Write out the whole listing, matching it exactly.

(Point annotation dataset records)
····················
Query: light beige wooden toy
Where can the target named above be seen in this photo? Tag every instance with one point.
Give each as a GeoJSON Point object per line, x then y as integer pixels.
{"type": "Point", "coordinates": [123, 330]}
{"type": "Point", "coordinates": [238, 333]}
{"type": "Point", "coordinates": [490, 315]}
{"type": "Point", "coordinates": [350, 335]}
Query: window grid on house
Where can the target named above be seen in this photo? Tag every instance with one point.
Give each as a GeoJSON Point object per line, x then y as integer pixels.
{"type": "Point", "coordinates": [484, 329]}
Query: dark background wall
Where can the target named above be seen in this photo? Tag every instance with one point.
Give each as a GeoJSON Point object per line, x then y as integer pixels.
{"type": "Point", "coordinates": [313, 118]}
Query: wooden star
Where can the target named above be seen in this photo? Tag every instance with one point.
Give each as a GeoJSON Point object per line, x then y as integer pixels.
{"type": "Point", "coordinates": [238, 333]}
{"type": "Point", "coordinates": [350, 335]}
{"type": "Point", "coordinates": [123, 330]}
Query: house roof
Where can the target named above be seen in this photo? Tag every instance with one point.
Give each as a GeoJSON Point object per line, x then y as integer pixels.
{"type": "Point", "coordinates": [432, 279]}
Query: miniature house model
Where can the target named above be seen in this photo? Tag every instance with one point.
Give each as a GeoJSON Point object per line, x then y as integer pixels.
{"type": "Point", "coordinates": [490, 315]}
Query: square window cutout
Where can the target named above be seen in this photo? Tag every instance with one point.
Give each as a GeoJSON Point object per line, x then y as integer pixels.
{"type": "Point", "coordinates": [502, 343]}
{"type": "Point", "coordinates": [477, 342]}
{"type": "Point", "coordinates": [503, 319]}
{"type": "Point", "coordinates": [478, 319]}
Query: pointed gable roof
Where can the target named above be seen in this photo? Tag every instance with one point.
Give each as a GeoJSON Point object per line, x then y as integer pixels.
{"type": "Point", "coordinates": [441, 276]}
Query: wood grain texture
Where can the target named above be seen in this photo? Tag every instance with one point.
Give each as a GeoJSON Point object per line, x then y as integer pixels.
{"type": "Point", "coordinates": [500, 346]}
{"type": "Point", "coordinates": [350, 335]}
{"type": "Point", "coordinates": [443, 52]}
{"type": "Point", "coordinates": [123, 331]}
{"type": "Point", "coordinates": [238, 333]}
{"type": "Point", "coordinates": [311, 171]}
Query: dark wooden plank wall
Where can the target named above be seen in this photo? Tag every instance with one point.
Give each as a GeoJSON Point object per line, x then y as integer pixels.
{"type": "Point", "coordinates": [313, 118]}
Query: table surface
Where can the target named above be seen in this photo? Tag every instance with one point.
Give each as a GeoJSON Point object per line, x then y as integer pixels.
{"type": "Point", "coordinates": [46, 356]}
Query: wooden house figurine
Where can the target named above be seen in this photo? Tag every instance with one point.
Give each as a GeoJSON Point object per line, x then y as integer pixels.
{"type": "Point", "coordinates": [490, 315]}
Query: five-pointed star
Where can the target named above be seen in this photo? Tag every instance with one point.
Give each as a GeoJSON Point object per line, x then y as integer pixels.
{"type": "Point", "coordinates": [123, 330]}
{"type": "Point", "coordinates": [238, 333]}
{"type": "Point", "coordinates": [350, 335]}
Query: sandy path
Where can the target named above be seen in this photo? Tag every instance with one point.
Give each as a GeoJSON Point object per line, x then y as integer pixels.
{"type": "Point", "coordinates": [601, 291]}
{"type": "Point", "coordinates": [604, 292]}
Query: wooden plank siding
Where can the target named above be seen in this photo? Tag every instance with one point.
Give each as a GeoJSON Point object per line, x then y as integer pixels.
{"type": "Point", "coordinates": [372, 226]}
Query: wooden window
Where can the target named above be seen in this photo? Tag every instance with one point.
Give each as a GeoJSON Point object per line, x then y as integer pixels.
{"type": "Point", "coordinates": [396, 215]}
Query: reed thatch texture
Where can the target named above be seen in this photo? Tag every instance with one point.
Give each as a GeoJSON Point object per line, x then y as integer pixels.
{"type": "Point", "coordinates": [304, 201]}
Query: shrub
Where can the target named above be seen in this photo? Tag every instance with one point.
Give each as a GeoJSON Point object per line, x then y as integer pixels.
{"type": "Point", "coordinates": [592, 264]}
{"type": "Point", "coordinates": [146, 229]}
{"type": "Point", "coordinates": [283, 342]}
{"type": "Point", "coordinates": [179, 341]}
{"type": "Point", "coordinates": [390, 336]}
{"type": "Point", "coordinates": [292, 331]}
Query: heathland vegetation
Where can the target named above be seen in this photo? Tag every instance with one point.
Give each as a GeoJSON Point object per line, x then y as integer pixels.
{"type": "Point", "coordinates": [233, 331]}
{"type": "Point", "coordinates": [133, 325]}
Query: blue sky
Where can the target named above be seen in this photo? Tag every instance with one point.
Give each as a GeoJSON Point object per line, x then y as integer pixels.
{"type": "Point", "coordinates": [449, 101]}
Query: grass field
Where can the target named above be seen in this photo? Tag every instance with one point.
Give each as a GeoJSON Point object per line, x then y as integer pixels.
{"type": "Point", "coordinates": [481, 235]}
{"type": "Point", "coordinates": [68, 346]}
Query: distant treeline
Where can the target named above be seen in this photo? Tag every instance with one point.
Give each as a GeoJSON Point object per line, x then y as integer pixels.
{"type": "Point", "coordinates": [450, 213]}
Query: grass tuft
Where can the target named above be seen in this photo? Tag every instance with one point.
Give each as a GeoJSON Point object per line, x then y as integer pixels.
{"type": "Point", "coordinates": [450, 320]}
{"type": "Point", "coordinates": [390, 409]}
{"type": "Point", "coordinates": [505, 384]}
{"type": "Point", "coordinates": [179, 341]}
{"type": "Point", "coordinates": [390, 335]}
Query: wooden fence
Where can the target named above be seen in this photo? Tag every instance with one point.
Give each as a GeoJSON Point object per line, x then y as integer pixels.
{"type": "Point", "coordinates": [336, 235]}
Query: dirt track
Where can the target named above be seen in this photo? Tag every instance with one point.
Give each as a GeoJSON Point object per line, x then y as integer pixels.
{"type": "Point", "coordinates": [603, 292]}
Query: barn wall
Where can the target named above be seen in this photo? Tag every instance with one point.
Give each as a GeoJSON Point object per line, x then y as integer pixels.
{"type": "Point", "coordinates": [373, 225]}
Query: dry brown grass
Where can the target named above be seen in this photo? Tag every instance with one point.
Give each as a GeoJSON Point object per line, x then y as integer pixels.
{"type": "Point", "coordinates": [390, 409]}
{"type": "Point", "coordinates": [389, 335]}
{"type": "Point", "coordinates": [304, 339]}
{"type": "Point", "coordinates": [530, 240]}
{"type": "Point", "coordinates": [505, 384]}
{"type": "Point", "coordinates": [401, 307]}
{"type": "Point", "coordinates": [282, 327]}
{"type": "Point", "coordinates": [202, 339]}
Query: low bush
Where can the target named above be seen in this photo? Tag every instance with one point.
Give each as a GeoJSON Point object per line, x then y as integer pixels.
····················
** Answer **
Query: light beige wooden toy
Where can the target named above be seen in this photo? Tag every instance with one point.
Give each as a GeoJSON Point object per line, x then y as integer pixels.
{"type": "Point", "coordinates": [123, 330]}
{"type": "Point", "coordinates": [238, 333]}
{"type": "Point", "coordinates": [490, 315]}
{"type": "Point", "coordinates": [350, 335]}
Query: window grid on house
Where can the target named above be seen in this photo? Tag every instance with one point.
Give each as a GeoJSON Point object per line, x then y as integer pixels.
{"type": "Point", "coordinates": [484, 329]}
Query: dark background wall
Where can the target named above be seen in this photo? Tag every instance with one point.
Give each as a GeoJSON Point object per line, x then y as integer pixels.
{"type": "Point", "coordinates": [313, 118]}
Query: wooden star
Where can the target named above be seen in this photo? Tag every instance with one point.
Give each as a GeoJSON Point object per line, x then y as integer pixels.
{"type": "Point", "coordinates": [238, 333]}
{"type": "Point", "coordinates": [350, 335]}
{"type": "Point", "coordinates": [123, 330]}
Query: house roof
Where can the target named above be seen in this photo? Tag every instance with one point.
Give each as a GeoJSON Point object per line, x then y as integer pixels.
{"type": "Point", "coordinates": [432, 279]}
Query: miniature house model
Where can the target named above be seen in this photo? Tag every instance with one point.
Give each as a GeoJSON Point object per line, x then y as integer pixels.
{"type": "Point", "coordinates": [490, 315]}
Query: square window cutout
Where can the target named above be seen in this photo? Tag every instance with one point.
Give each as a GeoJSON Point object per line, x then y as integer pixels.
{"type": "Point", "coordinates": [502, 343]}
{"type": "Point", "coordinates": [477, 342]}
{"type": "Point", "coordinates": [503, 319]}
{"type": "Point", "coordinates": [478, 319]}
Query: pointed gable roof
Where can the target named above be seen in this photo? Tag every instance with one point.
Give each as a GeoJSON Point object per line, x then y as integer pixels.
{"type": "Point", "coordinates": [441, 276]}
Query: wood grain texture
Where can the target named above be seen in this photo? Tag every instance with one point.
Give each as a GeoJSON Point object per line, x then y as integer pixels.
{"type": "Point", "coordinates": [500, 346]}
{"type": "Point", "coordinates": [350, 335]}
{"type": "Point", "coordinates": [443, 52]}
{"type": "Point", "coordinates": [123, 331]}
{"type": "Point", "coordinates": [238, 333]}
{"type": "Point", "coordinates": [311, 171]}
Query: dark wooden plank wall
Where can the target named above be seen in this photo? Tag every instance with one point.
Give each as a GeoJSON Point object per line, x then y as integer pixels.
{"type": "Point", "coordinates": [313, 118]}
Query: table surface
Where can the target named above be seen in this photo? Tag every instance with one point.
Give each as a GeoJSON Point object per line, x then y as integer pixels.
{"type": "Point", "coordinates": [46, 356]}
Query: wooden house figurine
Where can the target named above be seen in this photo? Tag every instance with one point.
Give each as a GeoJSON Point object per line, x then y as integer pixels.
{"type": "Point", "coordinates": [490, 315]}
Query: five-pointed star
Where can the target named above be seen in this photo? Tag every instance with one point.
Give each as a GeoJSON Point object per line, x then y as integer pixels.
{"type": "Point", "coordinates": [123, 330]}
{"type": "Point", "coordinates": [238, 333]}
{"type": "Point", "coordinates": [350, 335]}
Query: sandy path
Where can the target named above be seen in this photo? Tag every instance with one point.
Give each as a GeoJSON Point object per line, x then y as integer pixels.
{"type": "Point", "coordinates": [601, 291]}
{"type": "Point", "coordinates": [604, 292]}
Query: wooden plank siding
Where can the target named above be seen in this photo? Tag every instance with one point.
Give each as a GeoJSON Point object per line, x then y as integer pixels.
{"type": "Point", "coordinates": [372, 226]}
Query: wooden window
Where can the target named above be seen in this photo? Tag every instance with one point.
Give each as a GeoJSON Point object per line, x then y as integer pixels.
{"type": "Point", "coordinates": [396, 215]}
Query: reed thatch texture
Where can the target named above be seen in this photo? Tag every instance with one point.
Give each as a GeoJSON Point object per line, x then y as integer pixels.
{"type": "Point", "coordinates": [304, 201]}
Query: shrub
Where can the target named above be seen in this photo? Tag every instance with one point.
Give each as a GeoJSON Point object per line, x then y as integer pixels.
{"type": "Point", "coordinates": [592, 264]}
{"type": "Point", "coordinates": [146, 229]}
{"type": "Point", "coordinates": [283, 342]}
{"type": "Point", "coordinates": [179, 341]}
{"type": "Point", "coordinates": [390, 336]}
{"type": "Point", "coordinates": [292, 331]}
Query: heathland vegetation
Where can the target named above be seen in this photo? Tag every instance with one point.
Give each as a GeoJSON Point object per line, x then y as integer pixels.
{"type": "Point", "coordinates": [233, 331]}
{"type": "Point", "coordinates": [133, 325]}
Query: blue sky
Where can the target named above be seen in this photo? Tag every instance with one point.
Give each as a GeoJSON Point object per line, x then y as integer pixels.
{"type": "Point", "coordinates": [449, 101]}
Query: grass field
Where can the target named above be seen in this photo? Tag every instance with one point.
Give each as a GeoJSON Point object per line, x then y as integer pixels.
{"type": "Point", "coordinates": [481, 235]}
{"type": "Point", "coordinates": [68, 346]}
Query: distant treeline
Where can the target named above be seen in this photo? Tag every instance with one point.
Give each as a GeoJSON Point object per line, x then y as integer pixels.
{"type": "Point", "coordinates": [450, 213]}
Query: grass tuft
Where can the target named above be seen in this photo? Tag every instance with one point.
Give each as a GeoJSON Point object per line, x then y as integer pixels.
{"type": "Point", "coordinates": [450, 320]}
{"type": "Point", "coordinates": [390, 409]}
{"type": "Point", "coordinates": [505, 384]}
{"type": "Point", "coordinates": [179, 341]}
{"type": "Point", "coordinates": [390, 335]}
Query: wooden fence
Where can the target named above be seen in this photo? Tag every instance with one point.
Give each as a GeoJSON Point object per line, x then y as integer pixels.
{"type": "Point", "coordinates": [336, 235]}
Query: dirt track
Where can the target named above be seen in this photo? Tag every instance with one point.
Give each as a GeoJSON Point object per line, x then y as integer pixels.
{"type": "Point", "coordinates": [603, 292]}
Query: barn wall
Where can the target named above be seen in this photo? Tag every instance with one point.
Give each as a GeoJSON Point object per line, x then y as integer pixels.
{"type": "Point", "coordinates": [373, 225]}
Query: dry brown grass
Where can the target named above be seen in this photo? Tag every instance with one point.
Give each as a GeoJSON Point object per line, x then y as integer pixels.
{"type": "Point", "coordinates": [390, 409]}
{"type": "Point", "coordinates": [389, 335]}
{"type": "Point", "coordinates": [304, 339]}
{"type": "Point", "coordinates": [530, 240]}
{"type": "Point", "coordinates": [505, 384]}
{"type": "Point", "coordinates": [401, 307]}
{"type": "Point", "coordinates": [282, 327]}
{"type": "Point", "coordinates": [202, 339]}
Query: low bush
Where can the target named above be seen in this photo? Tag every instance with one point.
Give each as a GeoJSON Point object per line, x then y as integer pixels.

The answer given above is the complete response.